(Entries from a dataset)
##########

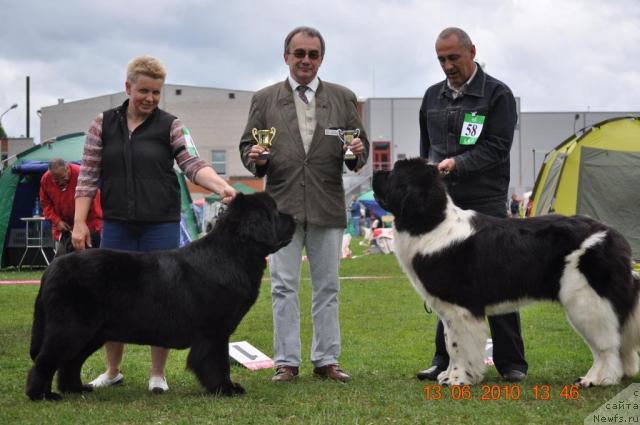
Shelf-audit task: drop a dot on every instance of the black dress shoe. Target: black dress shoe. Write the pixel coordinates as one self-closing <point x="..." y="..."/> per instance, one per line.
<point x="431" y="374"/>
<point x="514" y="375"/>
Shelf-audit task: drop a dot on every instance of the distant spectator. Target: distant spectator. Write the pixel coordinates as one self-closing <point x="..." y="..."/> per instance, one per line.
<point x="514" y="205"/>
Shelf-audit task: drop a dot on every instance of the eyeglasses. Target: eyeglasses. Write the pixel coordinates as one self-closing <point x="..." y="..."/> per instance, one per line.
<point x="301" y="53"/>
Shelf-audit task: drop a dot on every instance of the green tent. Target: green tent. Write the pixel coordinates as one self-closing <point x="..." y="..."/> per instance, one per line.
<point x="19" y="188"/>
<point x="596" y="173"/>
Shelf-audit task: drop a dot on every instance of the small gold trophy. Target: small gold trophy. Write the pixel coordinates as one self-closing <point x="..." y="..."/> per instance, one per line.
<point x="264" y="138"/>
<point x="347" y="136"/>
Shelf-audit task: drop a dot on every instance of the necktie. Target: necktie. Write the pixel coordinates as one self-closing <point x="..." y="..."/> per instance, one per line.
<point x="302" y="90"/>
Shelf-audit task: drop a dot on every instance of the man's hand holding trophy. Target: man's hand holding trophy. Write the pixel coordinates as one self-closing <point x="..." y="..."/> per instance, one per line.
<point x="264" y="139"/>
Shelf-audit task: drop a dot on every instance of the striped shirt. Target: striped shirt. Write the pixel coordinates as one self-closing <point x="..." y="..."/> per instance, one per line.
<point x="91" y="167"/>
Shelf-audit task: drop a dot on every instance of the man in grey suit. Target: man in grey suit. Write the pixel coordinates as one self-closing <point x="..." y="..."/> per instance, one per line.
<point x="304" y="175"/>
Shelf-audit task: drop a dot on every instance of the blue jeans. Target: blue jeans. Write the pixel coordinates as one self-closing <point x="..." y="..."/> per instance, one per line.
<point x="140" y="237"/>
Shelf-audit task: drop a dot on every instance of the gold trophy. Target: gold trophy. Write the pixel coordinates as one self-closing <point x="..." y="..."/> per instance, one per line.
<point x="264" y="138"/>
<point x="347" y="136"/>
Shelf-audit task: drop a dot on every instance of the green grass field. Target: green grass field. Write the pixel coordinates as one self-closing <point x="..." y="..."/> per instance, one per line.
<point x="387" y="337"/>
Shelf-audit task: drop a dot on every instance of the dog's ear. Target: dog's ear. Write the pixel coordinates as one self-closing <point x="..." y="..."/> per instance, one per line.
<point x="258" y="220"/>
<point x="380" y="184"/>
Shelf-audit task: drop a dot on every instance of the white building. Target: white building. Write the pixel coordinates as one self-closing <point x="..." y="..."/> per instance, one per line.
<point x="217" y="117"/>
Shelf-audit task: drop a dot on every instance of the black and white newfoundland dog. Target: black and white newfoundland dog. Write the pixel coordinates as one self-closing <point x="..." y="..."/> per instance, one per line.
<point x="468" y="265"/>
<point x="189" y="297"/>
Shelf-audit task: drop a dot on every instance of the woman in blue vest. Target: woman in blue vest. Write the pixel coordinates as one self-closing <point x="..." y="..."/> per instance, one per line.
<point x="131" y="150"/>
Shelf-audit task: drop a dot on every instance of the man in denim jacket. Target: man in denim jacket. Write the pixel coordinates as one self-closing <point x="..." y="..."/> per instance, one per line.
<point x="466" y="127"/>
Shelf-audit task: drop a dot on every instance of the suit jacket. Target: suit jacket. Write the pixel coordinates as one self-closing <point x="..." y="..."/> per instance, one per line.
<point x="306" y="185"/>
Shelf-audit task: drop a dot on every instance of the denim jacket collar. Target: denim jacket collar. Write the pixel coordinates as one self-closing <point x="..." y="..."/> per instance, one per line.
<point x="476" y="88"/>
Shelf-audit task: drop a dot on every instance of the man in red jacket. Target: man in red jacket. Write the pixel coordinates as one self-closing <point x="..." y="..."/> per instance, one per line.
<point x="57" y="198"/>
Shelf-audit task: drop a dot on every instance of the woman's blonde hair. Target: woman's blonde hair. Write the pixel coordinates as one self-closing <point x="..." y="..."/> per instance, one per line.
<point x="145" y="65"/>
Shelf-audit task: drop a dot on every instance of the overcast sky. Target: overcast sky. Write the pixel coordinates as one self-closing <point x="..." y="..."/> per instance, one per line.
<point x="556" y="55"/>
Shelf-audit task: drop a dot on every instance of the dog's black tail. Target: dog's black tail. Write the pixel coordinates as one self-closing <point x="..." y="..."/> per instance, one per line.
<point x="37" y="331"/>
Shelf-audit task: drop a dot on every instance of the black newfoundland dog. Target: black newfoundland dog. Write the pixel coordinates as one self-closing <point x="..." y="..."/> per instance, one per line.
<point x="190" y="297"/>
<point x="467" y="265"/>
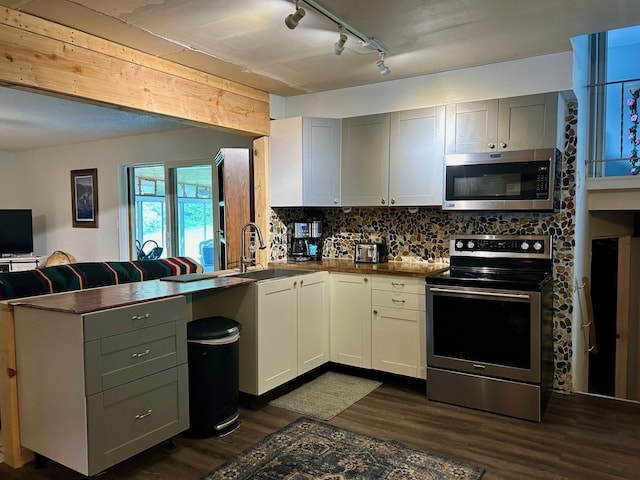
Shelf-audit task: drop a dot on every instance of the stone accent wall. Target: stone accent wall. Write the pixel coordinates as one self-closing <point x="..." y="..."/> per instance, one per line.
<point x="424" y="236"/>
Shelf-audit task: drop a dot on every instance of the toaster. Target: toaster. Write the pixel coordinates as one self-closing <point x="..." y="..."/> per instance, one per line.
<point x="371" y="253"/>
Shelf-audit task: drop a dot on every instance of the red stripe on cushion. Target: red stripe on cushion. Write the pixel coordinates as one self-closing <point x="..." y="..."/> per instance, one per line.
<point x="46" y="279"/>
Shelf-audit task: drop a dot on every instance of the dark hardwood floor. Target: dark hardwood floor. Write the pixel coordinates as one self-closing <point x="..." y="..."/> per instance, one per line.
<point x="581" y="437"/>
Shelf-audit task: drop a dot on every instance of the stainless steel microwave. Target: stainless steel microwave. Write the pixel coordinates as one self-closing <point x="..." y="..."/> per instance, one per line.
<point x="518" y="180"/>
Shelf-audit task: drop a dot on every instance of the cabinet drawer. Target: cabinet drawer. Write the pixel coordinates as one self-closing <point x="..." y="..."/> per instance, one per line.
<point x="395" y="300"/>
<point x="126" y="420"/>
<point x="119" y="359"/>
<point x="398" y="284"/>
<point x="133" y="317"/>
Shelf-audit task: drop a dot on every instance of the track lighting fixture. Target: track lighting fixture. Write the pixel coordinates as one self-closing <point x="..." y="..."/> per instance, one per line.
<point x="371" y="43"/>
<point x="339" y="45"/>
<point x="384" y="70"/>
<point x="294" y="18"/>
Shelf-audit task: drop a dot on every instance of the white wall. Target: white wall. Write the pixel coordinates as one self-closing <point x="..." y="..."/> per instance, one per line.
<point x="582" y="250"/>
<point x="10" y="181"/>
<point x="40" y="180"/>
<point x="547" y="73"/>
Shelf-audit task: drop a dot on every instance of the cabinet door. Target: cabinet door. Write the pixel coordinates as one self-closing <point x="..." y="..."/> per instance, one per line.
<point x="321" y="162"/>
<point x="472" y="127"/>
<point x="528" y="122"/>
<point x="365" y="160"/>
<point x="416" y="159"/>
<point x="277" y="333"/>
<point x="313" y="321"/>
<point x="285" y="162"/>
<point x="395" y="340"/>
<point x="351" y="319"/>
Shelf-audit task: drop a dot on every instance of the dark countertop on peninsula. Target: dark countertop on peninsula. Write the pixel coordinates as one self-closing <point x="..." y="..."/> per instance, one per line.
<point x="94" y="299"/>
<point x="410" y="269"/>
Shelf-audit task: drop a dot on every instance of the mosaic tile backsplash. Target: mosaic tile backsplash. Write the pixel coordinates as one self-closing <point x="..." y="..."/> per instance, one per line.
<point x="424" y="236"/>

##########

WHAT TO PRODUCE: Quote every record above exactly, leaving out the pictures.

RESULT OF THIS TASK:
Shelf-audit task: drop a dot on every instance of the black dress shoe. Target: black dress shoe. Write the pixel coordinates as one self-closing <point x="..." y="..."/> per instance, one per line.
<point x="431" y="374"/>
<point x="514" y="375"/>
Shelf-audit task: drop a dot on every instance of the distant spectator. Target: distant spectator. Write the pixel coordinates as one self-closing <point x="..." y="..."/> per instance, one per line.
<point x="514" y="205"/>
Shelf-audit task: drop a dot on every instance of the eyeglasses. Target: eyeglasses. Write the pixel coordinates as one self-closing <point x="..." y="..."/> per instance, one per line.
<point x="301" y="53"/>
Shelf-audit task: drop a dot on every instance of the green tent. Target: green tent. Write the pixel coordinates as one self-closing <point x="..." y="..."/> per instance, one per line.
<point x="19" y="188"/>
<point x="596" y="173"/>
Shelf-audit task: drop a dot on every instance of the small gold trophy. Target: small gold trophy. Write the pixel coordinates as one self-closing <point x="..." y="..."/> per instance, one per line.
<point x="264" y="138"/>
<point x="347" y="136"/>
Shelf-audit task: drop a dot on every instance of the necktie. Target: necktie. Write the pixel coordinates as one self-closing <point x="..." y="..."/> per instance, one per line.
<point x="302" y="90"/>
Shelf-audit task: drop a dot on every instance of the man's hand holding trophy. Target: man's hand holding trophy. Write the pixel coordinates as one self-closing <point x="..." y="..."/> per instance, one per line.
<point x="264" y="139"/>
Shelf-audit task: drop a dot on every instance of the striped shirt. Target: striped shirt. Write the pixel coordinates as one self-closing <point x="..." y="..."/> per instance, one per line.
<point x="91" y="167"/>
Shelf-audit task: drop a dot on every instance of the man in grey suit. Target: man in grey suit. Write the pixel coordinates as one self-closing <point x="..." y="..."/> per instance, one per line.
<point x="304" y="175"/>
Shelf-audit task: drop a dot on every instance of the blue jeans. Target: blue jeans. Write the pixel coordinates as one self-closing <point x="..." y="..."/> per instance, one per line.
<point x="140" y="237"/>
Shelf-audit task: drop a dot on every instance of the gold trophy. Target: gold trophy. Write the pixel coordinates as one self-closing <point x="..." y="..."/> per instance, one per line.
<point x="264" y="138"/>
<point x="347" y="136"/>
Shelf-audit task: drop a dot on every instance of the green grass field. Target: green grass field. Write the pixel coordinates as one self-closing <point x="..." y="..."/> per instance, one per line.
<point x="387" y="337"/>
Shelf-audit task: drop a dot on every instance of the dog's ear. Target: dog's ear. Write the pixel coordinates as one self-closing <point x="..." y="..."/> per instance, one per line.
<point x="258" y="220"/>
<point x="380" y="184"/>
Shelf-audit task: drop a dot on every instance of the white building. Target: white building. Write the pixel coordinates as one self-closing <point x="..." y="..."/> per instance, one per line.
<point x="217" y="117"/>
Shelf-audit task: drop a dot on every instance of the black and white newfoundland dog. Target: black and white newfoundland dog. Write the pixel coordinates as one self-closing <point x="..." y="..."/> per instance, one per line.
<point x="468" y="265"/>
<point x="189" y="297"/>
Shelf-audit task: drop a dot on every instance of the woman in blue vest. Target: woman in blue vest. Write the pixel coordinates as one self-closing <point x="..." y="..."/> per instance, one per line.
<point x="131" y="150"/>
Shelf-audit task: drop a dot on every instance of the man in denim jacket. Target: man in denim jacket. Write the pixel coordinates as one self-closing <point x="..." y="..."/> per instance, one per line.
<point x="466" y="127"/>
Shelf-audit task: drop a dot on every instance of the suit jacket. Target: suit jacket. Write the pixel coordinates as one self-closing <point x="..." y="..."/> per instance, one per line.
<point x="306" y="185"/>
Shelf-audit task: drop a dot on every instance of the denim jacket collar. Target: denim jacket collar. Write the pixel coordinates as one self-closing <point x="..." y="..."/> per instance, one per line.
<point x="476" y="88"/>
Shelf-audit task: drop a dot on every instance of the man in red jacket. Target: man in red jacket. Write the pixel coordinates as one self-closing <point x="..." y="..."/> per instance, one per line.
<point x="57" y="198"/>
Shelf-audit task: drop a dot on every instance of the woman's blonde hair. Target: woman's blonde hair. Write the pixel coordinates as one self-closing <point x="..." y="..."/> per instance, one per line.
<point x="145" y="65"/>
Shelf-audit task: drop a dot on every instance of the overcast sky. Target: overcast sky. Write the pixel coordinates as one self-closing <point x="..." y="..."/> per instance, one per line.
<point x="556" y="55"/>
Shelf-audit task: drop a dot on every instance of the dog's black tail. Target: dog's black tail. Write the pixel coordinates as one self-closing <point x="..." y="..."/> per instance, one per line.
<point x="37" y="331"/>
Shelf-audit task: drop a dot on every instance of the black newfoundland dog. Target: black newfoundland dog. Write the pixel coordinates as one self-closing <point x="..." y="..."/> per instance, one per line.
<point x="190" y="297"/>
<point x="467" y="265"/>
Shelf-audit task: drop a dot on every instance of the stone accent wall. Target: stone accent wall. Write the pixel coordinates as one self-closing <point x="..." y="..."/> per instance, one per line.
<point x="424" y="236"/>
Shelf-audit task: drop a dot on every instance of the toaster. Target: toaster. Write the pixel coordinates as one self-closing <point x="..." y="..."/> per instance, one per line.
<point x="371" y="253"/>
Shelf-audit task: drop a dot on every instance of the red stripe on cushion. Target: red stripe on cushion. Write the pixel coordinates as one self-closing <point x="..." y="..."/> per instance, one per line.
<point x="46" y="279"/>
Shelf-audit task: drop a dot on every instance of the dark hardwood floor. Target: dark hardwood floor. Write the pixel coordinates as one self-closing <point x="..." y="..."/> per instance, one per line.
<point x="581" y="437"/>
Shelf-audit task: drop a dot on every instance of the stainless steel microwave. Target: stainless steel microwave. Write the pixel coordinates as one self-closing <point x="..." y="..."/> per instance, one per line.
<point x="518" y="180"/>
Shelf-audit task: drop a dot on every instance of the cabinet drawer. Target: cabinet drawer. Write the pixel coordinates as one self-closing <point x="..." y="..."/> per instance, one per line.
<point x="395" y="300"/>
<point x="126" y="420"/>
<point x="119" y="359"/>
<point x="398" y="284"/>
<point x="133" y="317"/>
Shelf-audit task: drop a dot on every instance of the track lighting fixture. Target: track lighting fixture. Write the pixel coordinates as one self-closing <point x="..." y="..."/> per instance, one per line.
<point x="371" y="43"/>
<point x="339" y="45"/>
<point x="384" y="70"/>
<point x="294" y="18"/>
Shelf-audit task: drop a dot on every instance of the white wall. Target: white wall. Write the pixel coordinates as one self-closing <point x="..." y="..."/> per instance, one per line.
<point x="582" y="250"/>
<point x="10" y="181"/>
<point x="40" y="180"/>
<point x="547" y="73"/>
Shelf-audit task: drop a dot on every instance of the cabinet door. Target: cabinet door. Write the pixel coordinates as one self-closing <point x="..." y="..."/> per instance, one per line.
<point x="321" y="162"/>
<point x="472" y="127"/>
<point x="528" y="122"/>
<point x="365" y="160"/>
<point x="416" y="159"/>
<point x="277" y="333"/>
<point x="313" y="321"/>
<point x="285" y="162"/>
<point x="395" y="340"/>
<point x="351" y="319"/>
Shelf-audit task: drop a dot on every instance of the dark countertop on peninsula. Target: dark countertop on peninsula. Write the pixel coordinates as one self-closing <point x="..." y="..."/> per instance, one per line.
<point x="94" y="299"/>
<point x="410" y="269"/>
Shelf-audit task: drop a dot on every instance of the mosaic tile backsplash. Target: mosaic tile backsplash. Write the pixel coordinates as one self-closing <point x="..." y="..."/> per instance, one per line.
<point x="424" y="236"/>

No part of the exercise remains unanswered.